Problem
Write out the listing from the line containing "the bird's head." through the line containing "x=121, y=95", including the request, and offset every x and y coordinate in the answer by -44.

Given entries
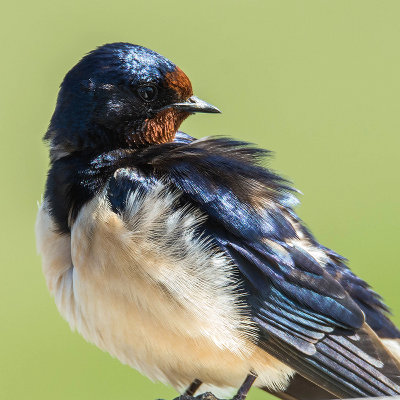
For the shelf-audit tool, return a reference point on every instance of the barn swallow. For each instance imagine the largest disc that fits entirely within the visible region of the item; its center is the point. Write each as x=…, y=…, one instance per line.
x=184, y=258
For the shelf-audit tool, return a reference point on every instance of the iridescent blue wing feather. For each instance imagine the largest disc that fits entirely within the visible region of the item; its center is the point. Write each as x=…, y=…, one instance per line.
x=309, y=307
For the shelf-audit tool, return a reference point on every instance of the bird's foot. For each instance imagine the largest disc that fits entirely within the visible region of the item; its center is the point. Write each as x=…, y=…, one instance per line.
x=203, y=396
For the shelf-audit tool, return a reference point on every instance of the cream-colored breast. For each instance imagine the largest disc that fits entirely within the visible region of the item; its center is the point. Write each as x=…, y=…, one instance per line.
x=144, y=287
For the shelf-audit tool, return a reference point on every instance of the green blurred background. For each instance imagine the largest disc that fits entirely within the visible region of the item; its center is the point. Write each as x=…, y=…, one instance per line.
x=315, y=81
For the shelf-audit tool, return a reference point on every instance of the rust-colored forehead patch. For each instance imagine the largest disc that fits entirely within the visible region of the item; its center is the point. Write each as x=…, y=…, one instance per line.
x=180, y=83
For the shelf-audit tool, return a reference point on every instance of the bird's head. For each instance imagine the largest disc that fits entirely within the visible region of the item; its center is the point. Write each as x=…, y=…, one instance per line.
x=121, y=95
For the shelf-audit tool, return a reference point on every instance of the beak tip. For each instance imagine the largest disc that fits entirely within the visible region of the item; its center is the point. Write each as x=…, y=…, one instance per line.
...
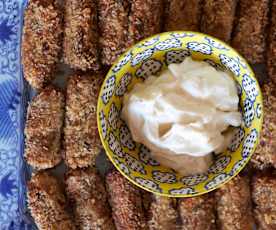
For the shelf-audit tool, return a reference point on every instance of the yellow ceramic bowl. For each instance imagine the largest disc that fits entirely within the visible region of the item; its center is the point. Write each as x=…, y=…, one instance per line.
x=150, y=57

Result
For the shelf-audit tool, return a reference point on every instance of the bird's head. For each instance imagine the largest disc that fits entirely within the visible region of the item; its center is the point. Write each as x=…, y=…, one instance per line.
x=77, y=51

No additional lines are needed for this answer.